Available data:

*****

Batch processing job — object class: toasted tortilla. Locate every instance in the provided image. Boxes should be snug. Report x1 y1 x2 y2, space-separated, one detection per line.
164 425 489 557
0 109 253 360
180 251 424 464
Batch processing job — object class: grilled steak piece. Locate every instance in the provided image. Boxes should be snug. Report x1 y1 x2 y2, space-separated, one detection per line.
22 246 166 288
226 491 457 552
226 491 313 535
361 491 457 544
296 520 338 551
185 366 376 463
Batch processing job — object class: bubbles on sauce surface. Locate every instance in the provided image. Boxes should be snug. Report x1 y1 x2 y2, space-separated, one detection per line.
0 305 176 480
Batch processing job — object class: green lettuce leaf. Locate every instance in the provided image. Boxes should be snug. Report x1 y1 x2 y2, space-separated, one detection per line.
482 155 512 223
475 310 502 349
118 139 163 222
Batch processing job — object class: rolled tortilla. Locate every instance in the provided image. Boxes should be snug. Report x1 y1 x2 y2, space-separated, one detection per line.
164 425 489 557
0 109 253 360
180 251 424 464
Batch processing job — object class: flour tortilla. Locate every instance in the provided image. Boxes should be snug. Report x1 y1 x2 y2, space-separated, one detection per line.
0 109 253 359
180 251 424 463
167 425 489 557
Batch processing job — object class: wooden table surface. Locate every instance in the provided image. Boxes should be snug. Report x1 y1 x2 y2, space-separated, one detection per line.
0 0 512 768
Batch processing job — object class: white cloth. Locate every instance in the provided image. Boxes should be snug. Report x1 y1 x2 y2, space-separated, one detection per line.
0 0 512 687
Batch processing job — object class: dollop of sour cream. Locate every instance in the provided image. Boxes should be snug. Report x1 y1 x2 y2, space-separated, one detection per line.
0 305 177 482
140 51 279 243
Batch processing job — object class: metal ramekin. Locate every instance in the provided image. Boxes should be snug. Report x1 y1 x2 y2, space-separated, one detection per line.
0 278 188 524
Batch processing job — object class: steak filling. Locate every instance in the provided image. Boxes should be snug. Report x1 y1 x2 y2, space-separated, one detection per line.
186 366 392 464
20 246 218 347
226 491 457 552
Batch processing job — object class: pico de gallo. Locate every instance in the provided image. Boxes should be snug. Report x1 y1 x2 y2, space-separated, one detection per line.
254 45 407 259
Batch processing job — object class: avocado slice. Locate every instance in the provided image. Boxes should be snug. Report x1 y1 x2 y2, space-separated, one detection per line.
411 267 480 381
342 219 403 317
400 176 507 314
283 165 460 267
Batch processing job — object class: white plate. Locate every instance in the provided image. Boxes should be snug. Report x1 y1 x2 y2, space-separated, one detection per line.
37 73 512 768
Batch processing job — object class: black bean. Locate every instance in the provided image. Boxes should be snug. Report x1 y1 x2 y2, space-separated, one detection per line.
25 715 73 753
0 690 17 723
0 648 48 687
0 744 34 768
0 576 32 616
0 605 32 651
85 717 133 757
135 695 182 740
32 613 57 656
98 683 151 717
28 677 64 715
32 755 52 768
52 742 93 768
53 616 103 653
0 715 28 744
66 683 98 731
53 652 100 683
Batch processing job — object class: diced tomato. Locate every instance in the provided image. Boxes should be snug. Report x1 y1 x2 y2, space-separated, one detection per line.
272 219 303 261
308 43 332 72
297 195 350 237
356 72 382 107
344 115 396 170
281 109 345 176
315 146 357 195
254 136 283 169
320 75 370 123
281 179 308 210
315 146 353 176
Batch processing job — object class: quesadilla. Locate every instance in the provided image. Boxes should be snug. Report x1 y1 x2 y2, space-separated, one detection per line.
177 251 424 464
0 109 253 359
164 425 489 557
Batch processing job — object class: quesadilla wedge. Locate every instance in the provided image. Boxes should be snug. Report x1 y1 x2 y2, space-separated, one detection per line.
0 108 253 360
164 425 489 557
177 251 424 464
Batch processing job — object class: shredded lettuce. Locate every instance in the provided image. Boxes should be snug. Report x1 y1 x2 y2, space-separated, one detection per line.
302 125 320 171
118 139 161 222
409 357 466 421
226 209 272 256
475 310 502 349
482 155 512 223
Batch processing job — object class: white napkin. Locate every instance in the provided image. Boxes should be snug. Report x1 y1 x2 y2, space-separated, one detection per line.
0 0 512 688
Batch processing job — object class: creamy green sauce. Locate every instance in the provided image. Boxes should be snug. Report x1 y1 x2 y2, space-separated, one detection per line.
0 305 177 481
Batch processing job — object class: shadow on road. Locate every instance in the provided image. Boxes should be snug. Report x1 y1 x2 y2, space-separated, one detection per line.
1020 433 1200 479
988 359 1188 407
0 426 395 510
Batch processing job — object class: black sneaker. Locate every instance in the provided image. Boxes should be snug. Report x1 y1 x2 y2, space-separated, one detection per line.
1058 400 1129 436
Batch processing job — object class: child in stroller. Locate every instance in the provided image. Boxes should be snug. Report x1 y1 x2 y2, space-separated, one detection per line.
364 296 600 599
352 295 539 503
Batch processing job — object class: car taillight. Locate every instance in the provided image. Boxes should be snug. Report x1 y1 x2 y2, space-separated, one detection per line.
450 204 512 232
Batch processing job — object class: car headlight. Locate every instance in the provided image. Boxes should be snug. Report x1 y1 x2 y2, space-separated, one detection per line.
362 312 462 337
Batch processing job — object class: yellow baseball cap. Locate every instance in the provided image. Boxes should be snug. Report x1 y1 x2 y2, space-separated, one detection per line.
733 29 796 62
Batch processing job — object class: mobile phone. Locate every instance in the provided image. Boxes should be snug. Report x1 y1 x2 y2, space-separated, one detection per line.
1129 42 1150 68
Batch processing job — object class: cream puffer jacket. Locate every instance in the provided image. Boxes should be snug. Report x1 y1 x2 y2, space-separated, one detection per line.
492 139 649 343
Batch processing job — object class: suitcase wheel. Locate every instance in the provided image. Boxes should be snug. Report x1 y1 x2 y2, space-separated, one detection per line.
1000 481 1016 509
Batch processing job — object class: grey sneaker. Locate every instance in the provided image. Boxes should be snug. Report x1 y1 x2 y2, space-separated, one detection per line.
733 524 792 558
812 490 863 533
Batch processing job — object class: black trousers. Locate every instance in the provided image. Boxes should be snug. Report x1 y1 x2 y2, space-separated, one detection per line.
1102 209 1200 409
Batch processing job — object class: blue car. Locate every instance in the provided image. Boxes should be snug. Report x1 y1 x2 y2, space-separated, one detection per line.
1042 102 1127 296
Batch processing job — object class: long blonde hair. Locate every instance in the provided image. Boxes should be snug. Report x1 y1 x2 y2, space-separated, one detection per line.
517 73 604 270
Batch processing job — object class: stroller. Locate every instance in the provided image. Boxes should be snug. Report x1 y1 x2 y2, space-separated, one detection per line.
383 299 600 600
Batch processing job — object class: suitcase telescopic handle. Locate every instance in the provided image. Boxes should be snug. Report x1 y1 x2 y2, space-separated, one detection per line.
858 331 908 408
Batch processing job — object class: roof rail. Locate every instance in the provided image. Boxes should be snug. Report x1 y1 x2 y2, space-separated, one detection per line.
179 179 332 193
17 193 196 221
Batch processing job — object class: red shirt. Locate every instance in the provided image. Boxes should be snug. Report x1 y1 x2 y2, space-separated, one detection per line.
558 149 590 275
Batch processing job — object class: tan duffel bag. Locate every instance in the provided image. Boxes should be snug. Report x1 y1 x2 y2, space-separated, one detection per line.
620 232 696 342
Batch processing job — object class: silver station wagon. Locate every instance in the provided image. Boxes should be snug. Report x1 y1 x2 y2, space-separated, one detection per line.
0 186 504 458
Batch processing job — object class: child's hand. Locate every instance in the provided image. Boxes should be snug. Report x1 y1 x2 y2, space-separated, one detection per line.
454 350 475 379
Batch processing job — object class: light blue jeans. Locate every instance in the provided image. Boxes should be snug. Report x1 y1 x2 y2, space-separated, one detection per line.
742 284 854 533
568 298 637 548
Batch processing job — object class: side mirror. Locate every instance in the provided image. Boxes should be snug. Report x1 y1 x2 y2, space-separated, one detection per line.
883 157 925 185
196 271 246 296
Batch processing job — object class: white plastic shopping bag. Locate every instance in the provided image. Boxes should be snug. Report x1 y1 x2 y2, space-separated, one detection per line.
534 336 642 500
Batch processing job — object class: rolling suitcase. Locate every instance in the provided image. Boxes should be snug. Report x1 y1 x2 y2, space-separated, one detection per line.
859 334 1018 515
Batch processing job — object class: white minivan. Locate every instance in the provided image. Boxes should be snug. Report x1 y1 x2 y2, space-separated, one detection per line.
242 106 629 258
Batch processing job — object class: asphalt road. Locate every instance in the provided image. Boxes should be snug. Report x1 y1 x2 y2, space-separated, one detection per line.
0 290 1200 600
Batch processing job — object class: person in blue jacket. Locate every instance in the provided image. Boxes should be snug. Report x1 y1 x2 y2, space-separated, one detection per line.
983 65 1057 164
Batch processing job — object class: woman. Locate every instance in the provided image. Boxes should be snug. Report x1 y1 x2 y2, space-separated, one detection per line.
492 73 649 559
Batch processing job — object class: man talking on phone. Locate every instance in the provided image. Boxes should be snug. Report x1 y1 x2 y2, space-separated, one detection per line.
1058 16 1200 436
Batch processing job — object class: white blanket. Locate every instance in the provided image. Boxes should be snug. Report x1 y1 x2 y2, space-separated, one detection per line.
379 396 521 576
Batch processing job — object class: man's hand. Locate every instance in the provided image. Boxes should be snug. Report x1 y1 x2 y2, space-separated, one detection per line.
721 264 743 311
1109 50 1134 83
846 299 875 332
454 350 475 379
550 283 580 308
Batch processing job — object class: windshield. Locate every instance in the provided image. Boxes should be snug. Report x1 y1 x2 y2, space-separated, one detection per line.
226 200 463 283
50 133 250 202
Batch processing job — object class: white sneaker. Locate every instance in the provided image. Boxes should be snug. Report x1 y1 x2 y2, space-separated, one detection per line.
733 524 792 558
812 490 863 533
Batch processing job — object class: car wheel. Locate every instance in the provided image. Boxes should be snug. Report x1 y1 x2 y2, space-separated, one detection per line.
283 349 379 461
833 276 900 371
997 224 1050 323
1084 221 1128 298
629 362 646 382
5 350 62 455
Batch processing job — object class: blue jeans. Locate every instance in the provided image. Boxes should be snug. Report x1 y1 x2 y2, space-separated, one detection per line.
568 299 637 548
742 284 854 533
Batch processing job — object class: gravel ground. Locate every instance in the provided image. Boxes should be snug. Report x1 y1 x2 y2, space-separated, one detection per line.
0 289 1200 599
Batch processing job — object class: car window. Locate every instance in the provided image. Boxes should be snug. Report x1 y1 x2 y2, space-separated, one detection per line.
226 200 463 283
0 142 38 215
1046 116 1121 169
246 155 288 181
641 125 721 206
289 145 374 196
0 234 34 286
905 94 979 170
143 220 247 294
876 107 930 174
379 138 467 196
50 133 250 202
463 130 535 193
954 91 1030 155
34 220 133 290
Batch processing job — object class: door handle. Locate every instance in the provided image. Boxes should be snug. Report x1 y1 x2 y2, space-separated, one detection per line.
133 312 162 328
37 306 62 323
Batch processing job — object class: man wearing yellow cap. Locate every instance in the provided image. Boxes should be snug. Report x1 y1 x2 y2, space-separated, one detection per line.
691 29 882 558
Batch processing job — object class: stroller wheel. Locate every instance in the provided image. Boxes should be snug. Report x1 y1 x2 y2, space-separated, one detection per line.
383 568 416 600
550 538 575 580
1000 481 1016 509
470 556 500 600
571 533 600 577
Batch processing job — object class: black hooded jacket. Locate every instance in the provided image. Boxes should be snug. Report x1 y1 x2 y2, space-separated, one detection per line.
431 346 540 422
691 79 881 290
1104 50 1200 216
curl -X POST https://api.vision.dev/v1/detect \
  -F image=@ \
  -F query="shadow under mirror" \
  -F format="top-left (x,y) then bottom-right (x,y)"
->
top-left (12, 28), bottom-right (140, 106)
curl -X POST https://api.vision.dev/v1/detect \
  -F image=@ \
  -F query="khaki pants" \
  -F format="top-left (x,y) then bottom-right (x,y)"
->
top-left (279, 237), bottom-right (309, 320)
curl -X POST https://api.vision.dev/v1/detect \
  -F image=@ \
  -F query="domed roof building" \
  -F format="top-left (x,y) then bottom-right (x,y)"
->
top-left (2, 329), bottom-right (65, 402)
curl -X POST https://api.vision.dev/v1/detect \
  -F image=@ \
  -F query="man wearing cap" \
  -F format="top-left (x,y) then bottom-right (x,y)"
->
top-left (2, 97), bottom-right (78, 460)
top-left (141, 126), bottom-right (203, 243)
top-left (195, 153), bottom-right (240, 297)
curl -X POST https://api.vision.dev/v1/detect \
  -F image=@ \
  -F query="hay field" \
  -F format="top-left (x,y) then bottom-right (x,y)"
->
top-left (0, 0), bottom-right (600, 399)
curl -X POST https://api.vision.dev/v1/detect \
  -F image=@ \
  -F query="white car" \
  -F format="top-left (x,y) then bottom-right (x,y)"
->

*****

Rewrite the part of the rows that opens with the line containing "Batch processing job — object class: suitcase wheel." and closes with the line containing "1042 102 1127 296", keeping the request lines, and increase every box coordinate in the answers by 28.

Batch processing job — object class: suitcase wheel. Locate every instance in the provided image. Boxes should be snug. Report x1 y1 x2 y2, space-separated, one detection per line.
1028 509 1044 537
Batch processing job — object class: grey sneaker. Locate every instance in the provided image. Boxes should be snug. Report x1 y1 x2 y2, space-separated, one detection per line.
761 552 820 586
840 518 891 561
Batch processing job — object class: black trousers. Locate every instance in the provided image. Boxes should be snug. Report x1 y1 x2 y2, space-separated, one detection per line.
1130 237 1228 437
Batch processing job — object class: blue car. Locate every instance in the provided image. Boxes should be snug. Report x1 y1 x2 y2, space-separated, one detection per line.
1070 130 1155 324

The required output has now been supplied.